** begin Source excerpt **

Trump did sign commutations for former Mayor Kwame Kilpatrick of Detroit, a Democrat serving a 28-year term for corruption, and the rapper Kodak Black, who was doing nearly four years in prison on weapons charges. Another rapper, Lil Wayne, received a full pardon on the gun charge on which he was to face sentencing soon.

Among other notable grants: pardons for former Rep. Rick Renzi (R-Ariz.) and former Rep. Duke Cunningham (R-Calif.), both of whom had completed prison sentences; a commutation for professional gambler Billy Walters, who was sentenced to five years in prison for insider trading; and pardons for Fashion Cafe founder Tommaso Buti, who has never returned to New York to face fraud charges filed back in 2000, and D.C. developer Doug Jemal, who was convicted of wire fraud in 2006.

Trump also granted an outright pardon to Bob Zangrillo, a Miami developer awaiting trial on charges stemming from the Varsity Blues investigation into bribery and fraud in the college admissions process. He allegedly paid $250,000 to have his daughter falsely designated as a competitive crew recruit at the University of Southern California.

Zangrillo’s “daughter did not have others take standardized tests for her and she is currently earning a 3.9 GPA” at USC, the White House’s explanation of the pardon said.

Trump also rewarded some of his congressional allies who joined his challenges to the 2020 election, like Sen. Tommy Tuberville (R-Ala.). The newly elected senator sought and won a pardon for former Alabama state Rep. Ed Henry, who pleaded guilty to theft of government property last year. The president also pardoned Johnny Phillips, convicted in 2016 along with nine others, for perpetrating a $14 million Ponzi scheme.

But some grants went to allies of Trump’s political opponents. He commuted the 17-year sentence of Salomon Melgen, a South Florida eye doctor who was convicted of extensive health care fraud. Melgen is a close friend of Sen. Bob Menendez (D-N.J), and the two men were co-defendants in a bribery case that prosecutors eventually dropped.

** end Source excerpt **

# Directions for this task:
For each statement, say yes or no to whether the excerpt on Trump's pardons above supports it, and quote the deciding words. 1. Lil Wayne received a full pardon. 2. Billy Walters was sentenced to ten years in prison. 3. Salomon Melgen is a close friend of Sen. Tommy Tuberville.

** begin Supplied entries **

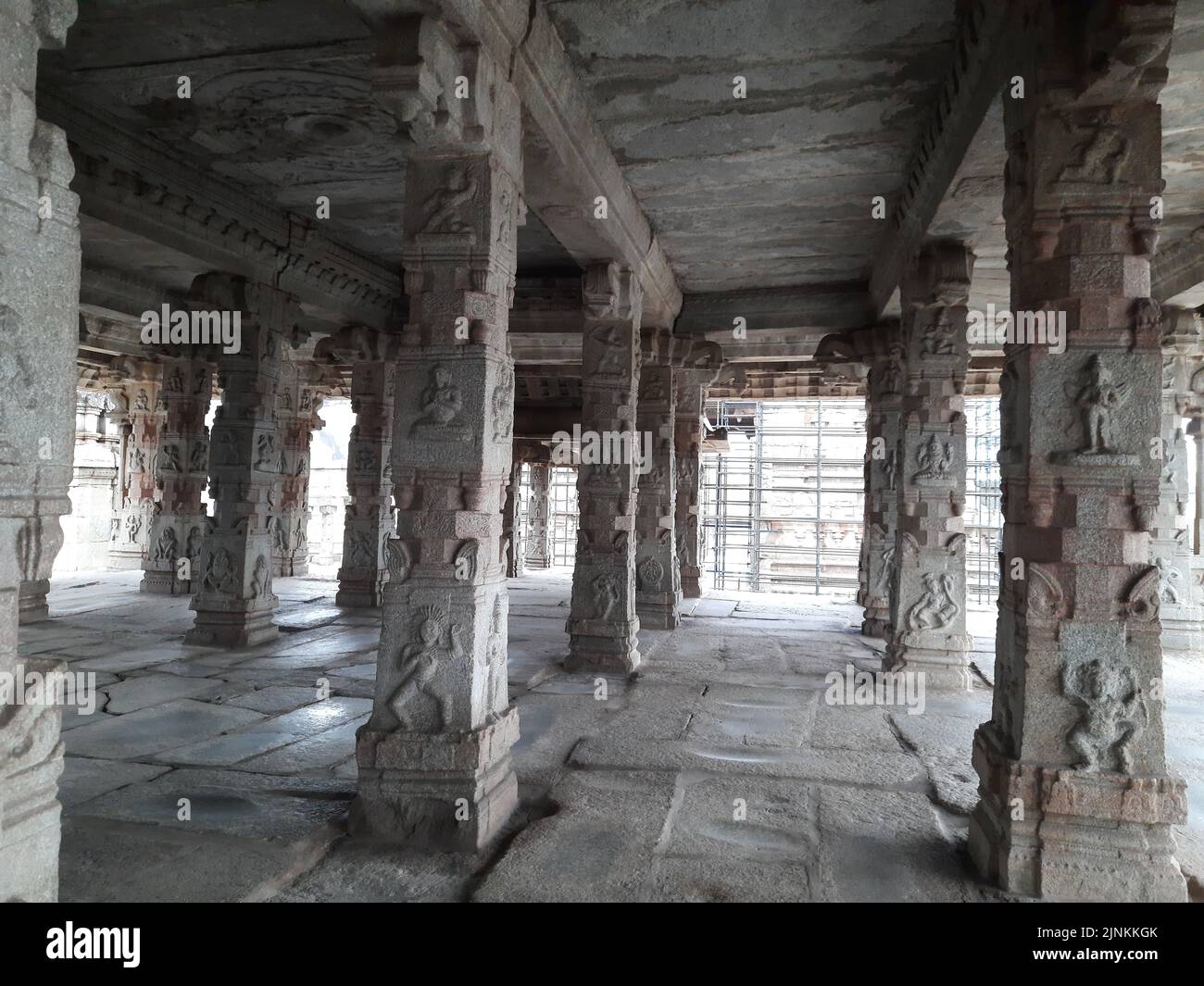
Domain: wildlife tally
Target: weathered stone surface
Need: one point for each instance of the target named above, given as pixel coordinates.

** end Supplied entries **
** begin Supplied entries **

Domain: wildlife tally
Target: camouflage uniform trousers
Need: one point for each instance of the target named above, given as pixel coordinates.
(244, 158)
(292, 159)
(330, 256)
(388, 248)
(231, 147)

** end Supplied entries **
** begin Supplied entries **

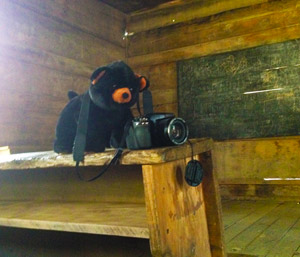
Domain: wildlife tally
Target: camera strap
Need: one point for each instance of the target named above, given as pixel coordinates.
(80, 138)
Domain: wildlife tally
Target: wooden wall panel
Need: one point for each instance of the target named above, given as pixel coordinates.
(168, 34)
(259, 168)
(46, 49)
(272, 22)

** end Supplied entries **

# Solution to this problem:
1. Yes: "Another rapper, Lil Wayne, received a full pardon on the gun charge"
2. No: "who was sentenced to five years in prison for insider trading"
3. No: "Melgen is a close friend of Sen. Bob Menendez (D-N.J)"